Which distinct hyphenated words appear in the passage on myopic training below? List each one once.
## BEGIN Text extract
Perhaps you’re thinking: well, S could just predict the fact that M will output pro-AI propaganda, without predicting its contents in detail. But how does S know that the pro-AI propaganda isn’t part of what makes M’s output a bestseller? Remember that, by assumption, S can’t predict what inputs it will be manipulated by (otherwise myopia doesn’t buy us any advantage). So it will need to analyse the propaganda well enough to understand its downstream effects. If that seems implausible, remember that most of M’s training will be in simulation, and so it may be possible for S to spin up another copy of the simulation to see how the actions play out. (Evaluating the same actions in a different simulation is really stretching the definition of “myopia”, but provides a useful intuition for why manipulation can happen either way).
Even given that, it’s quite possible that S won’t be able to predict M’s outputs in enough detail to recreate the propaganda. But then S will never be able to reward M for plans which rely on outputs as detailed as what’s required to manipulate S. If S can’t predict the details of M’s outputs over many timesteps, then it can’t evaluate plans which rely on those details. Perhaps manipulative plans are more “brittle” than regular plans - that is, imprecision in S’s predictions will prevent S from being manipulated while still allowing S to accurately evaluate regular plans. But in general engineering is more brittle than persuasion. Suppose S wants M to build a rocket in simulation. S needs to be able to predict which specific types of nuts and bolts the rocket needs when M creates them (simulated) months in advance, because otherwise S can’t give positive feedback for creating those particular nuts and bolts. I’m not ruling out the possibility that S’s predictions are high-fidelity enough to supervise rocket construction, while also not high-fidelity enough to recreate manipulative outputs - but it seems pretty unlikely.
I’ll rephrase this larger point, since it’s the core of my high-level concern with myopia: arguments for myopic training lean on the intuition that it’s safer for evaluation to not directly depend on the actual long-term consequences of agents’ actions, without acknowledging that supervision powerful enough to train competitive myopic agents will effectively be doing that evaluation anyway. Insofar as the evaluation isn’t accurate enough to recreate the manipulative effects, then it’s also not accurate enough to train agents which are competitive at achieving outcomes in the world.
In short, I don’t think any arguments so far have succeeded in making the case that we should attempt to develop AGIs which are trained primarily via myopic reinforcement learning. Further, while myopic training is a well-defined technical concept, the types of thinking we want our agents to develop under such training are not very clear, and the links between the two remain speculative.
## END Text extract
## BEGIN Dataset extract
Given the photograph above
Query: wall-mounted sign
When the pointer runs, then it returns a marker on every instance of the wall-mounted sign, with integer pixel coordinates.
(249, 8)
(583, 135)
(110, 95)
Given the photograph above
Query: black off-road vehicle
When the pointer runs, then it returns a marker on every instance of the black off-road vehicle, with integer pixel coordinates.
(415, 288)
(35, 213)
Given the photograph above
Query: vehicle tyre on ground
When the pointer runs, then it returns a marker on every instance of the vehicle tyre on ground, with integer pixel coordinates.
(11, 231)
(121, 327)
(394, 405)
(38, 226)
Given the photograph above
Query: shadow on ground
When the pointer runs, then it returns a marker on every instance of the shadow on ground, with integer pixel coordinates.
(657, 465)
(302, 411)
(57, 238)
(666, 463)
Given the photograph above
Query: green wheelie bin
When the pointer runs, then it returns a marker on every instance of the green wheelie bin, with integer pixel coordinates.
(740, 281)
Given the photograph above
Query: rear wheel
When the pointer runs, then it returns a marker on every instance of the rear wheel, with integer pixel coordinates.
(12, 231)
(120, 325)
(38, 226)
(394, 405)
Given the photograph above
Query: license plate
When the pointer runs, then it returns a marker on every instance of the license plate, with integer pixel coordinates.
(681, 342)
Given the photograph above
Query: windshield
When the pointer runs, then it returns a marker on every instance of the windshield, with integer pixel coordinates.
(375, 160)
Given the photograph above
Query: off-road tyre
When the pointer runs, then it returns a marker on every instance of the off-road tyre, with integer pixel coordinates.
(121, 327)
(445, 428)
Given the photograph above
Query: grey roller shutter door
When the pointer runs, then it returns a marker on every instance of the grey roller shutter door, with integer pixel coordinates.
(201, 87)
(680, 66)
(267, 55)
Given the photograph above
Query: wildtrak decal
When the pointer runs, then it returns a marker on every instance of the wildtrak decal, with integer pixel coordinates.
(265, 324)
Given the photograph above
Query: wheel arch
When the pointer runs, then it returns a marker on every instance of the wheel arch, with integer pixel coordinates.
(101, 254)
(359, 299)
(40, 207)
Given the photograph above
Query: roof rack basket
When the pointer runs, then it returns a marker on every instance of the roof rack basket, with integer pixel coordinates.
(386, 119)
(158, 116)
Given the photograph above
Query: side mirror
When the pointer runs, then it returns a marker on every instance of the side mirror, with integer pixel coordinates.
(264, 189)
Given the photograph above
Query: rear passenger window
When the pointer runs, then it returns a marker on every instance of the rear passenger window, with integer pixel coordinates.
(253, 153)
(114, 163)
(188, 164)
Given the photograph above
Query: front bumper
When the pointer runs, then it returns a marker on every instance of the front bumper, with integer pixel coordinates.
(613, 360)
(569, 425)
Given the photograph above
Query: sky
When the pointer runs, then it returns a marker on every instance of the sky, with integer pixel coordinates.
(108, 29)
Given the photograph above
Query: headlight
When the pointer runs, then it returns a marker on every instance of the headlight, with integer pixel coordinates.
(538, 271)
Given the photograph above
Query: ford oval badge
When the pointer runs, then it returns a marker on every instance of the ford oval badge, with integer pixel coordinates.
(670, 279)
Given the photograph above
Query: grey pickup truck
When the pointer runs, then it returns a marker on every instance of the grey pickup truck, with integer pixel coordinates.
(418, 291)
## END Dataset extract
■ **Solution to the problem**
pro-AI
high-fidelity
high-level
long-term
well-defined